# WHAT TO WORK ON
Would you please reproduce all the entries exactly, leaving the pictures out?
───
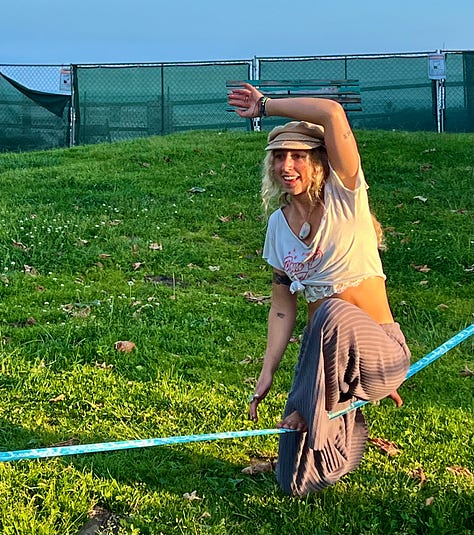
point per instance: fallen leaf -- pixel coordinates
(61, 397)
(259, 466)
(466, 372)
(81, 312)
(390, 448)
(101, 521)
(418, 473)
(30, 270)
(460, 471)
(124, 346)
(257, 298)
(27, 323)
(192, 496)
(20, 245)
(422, 268)
(104, 365)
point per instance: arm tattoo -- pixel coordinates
(281, 279)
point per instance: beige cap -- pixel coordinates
(297, 135)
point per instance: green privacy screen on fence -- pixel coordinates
(117, 102)
(396, 90)
(125, 101)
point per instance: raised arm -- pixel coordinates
(281, 322)
(339, 139)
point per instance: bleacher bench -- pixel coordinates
(346, 92)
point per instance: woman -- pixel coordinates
(322, 242)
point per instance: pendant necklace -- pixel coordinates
(305, 229)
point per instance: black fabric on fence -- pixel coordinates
(53, 102)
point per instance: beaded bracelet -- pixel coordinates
(262, 101)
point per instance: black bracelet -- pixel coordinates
(262, 101)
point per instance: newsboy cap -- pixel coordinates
(297, 135)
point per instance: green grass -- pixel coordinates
(82, 220)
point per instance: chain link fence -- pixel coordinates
(47, 106)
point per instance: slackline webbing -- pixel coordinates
(60, 451)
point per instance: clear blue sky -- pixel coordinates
(108, 31)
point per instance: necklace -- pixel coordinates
(305, 229)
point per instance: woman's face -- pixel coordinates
(291, 169)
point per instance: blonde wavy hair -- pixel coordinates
(274, 197)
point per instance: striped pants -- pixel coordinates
(345, 355)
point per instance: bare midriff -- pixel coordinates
(370, 296)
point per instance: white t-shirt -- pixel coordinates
(343, 252)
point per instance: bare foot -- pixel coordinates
(293, 421)
(396, 397)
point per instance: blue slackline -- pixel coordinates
(61, 451)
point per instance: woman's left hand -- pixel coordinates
(245, 99)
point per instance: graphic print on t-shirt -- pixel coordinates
(300, 267)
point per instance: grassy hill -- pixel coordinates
(157, 242)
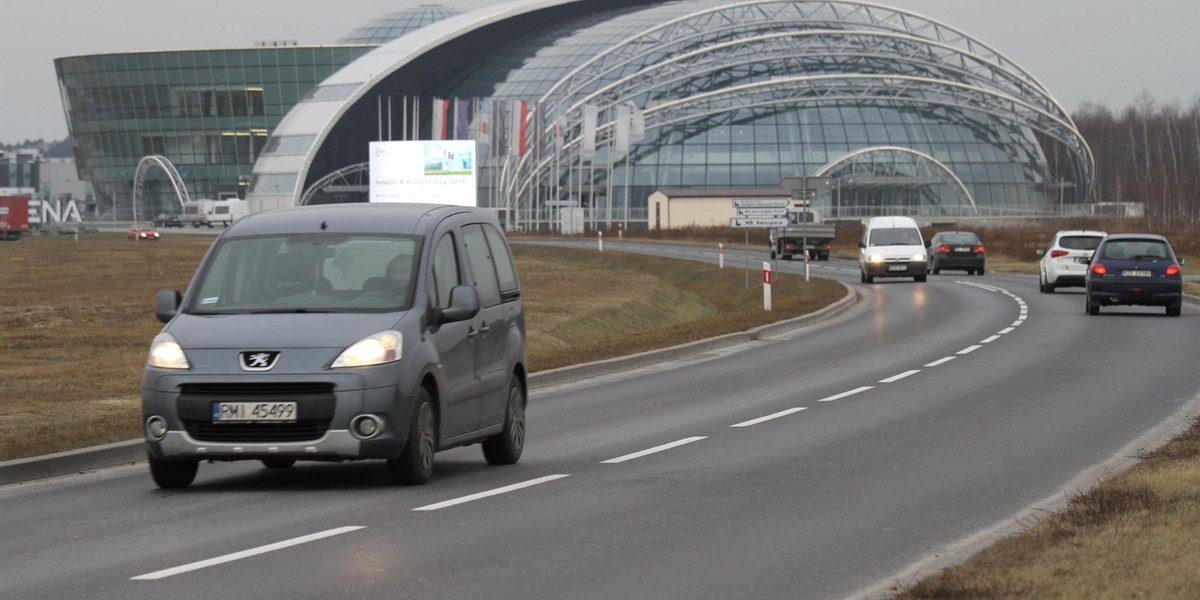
───
# RESPONSE
point per instance: fallen leaf -- pixel coordinates
(61, 397)
(259, 466)
(466, 372)
(81, 312)
(390, 448)
(101, 521)
(418, 473)
(30, 270)
(460, 471)
(124, 346)
(257, 298)
(27, 323)
(192, 496)
(20, 245)
(422, 268)
(104, 365)
point per instance: arm tattoo -- pixel coordinates
(281, 279)
point per instance: beige cap -- pixel coordinates
(297, 135)
point per instance: green privacy screen on fence -- pixel coordinates
(117, 102)
(396, 90)
(125, 101)
point per instance: raised arm -- pixel coordinates
(281, 322)
(339, 139)
point per instance: bleacher bench -- pixel coordinates
(346, 92)
point per instance: woman -- pixel coordinates
(322, 242)
point per instance: pendant necklace -- pixel coordinates
(305, 229)
point per instance: black fabric on fence -- pixel coordinates
(53, 102)
point per instance: beaded bracelet -- pixel coordinates
(262, 101)
point per instance: black bracelet -- pixel coordinates
(262, 101)
point per instance: newsboy cap -- pixel coordinates
(297, 135)
point per instance: green grass -- pixel coordinates
(82, 220)
point per instance: chain link fence -- pixel coordinates
(47, 106)
point per instance: slackline webbing -- pixel coordinates
(60, 451)
point per instance: clear blue sky -- pixel coordinates
(108, 31)
point per instance: necklace -- pixel coordinates
(305, 229)
point per instance: woman's face -- pixel coordinates
(291, 169)
point per instance: blonde wavy hair -- pixel coordinates
(274, 197)
point per instance: striped pants -- pixel coordinates
(345, 355)
point per instance: bare midriff -- pixel coordinates
(370, 296)
point per instance: white t-shirt -- pixel coordinates
(343, 252)
point per instance: bare foot -- pixel coordinates
(293, 421)
(396, 397)
point per instance: blue slackline -- pixel coordinates
(61, 451)
point per instance: woman's left hand -- pixel coordinates
(245, 99)
point per instance: graphic print on t-shirt -- pixel coordinates
(300, 267)
point per instance: grassy hill -- pixel coordinates
(157, 242)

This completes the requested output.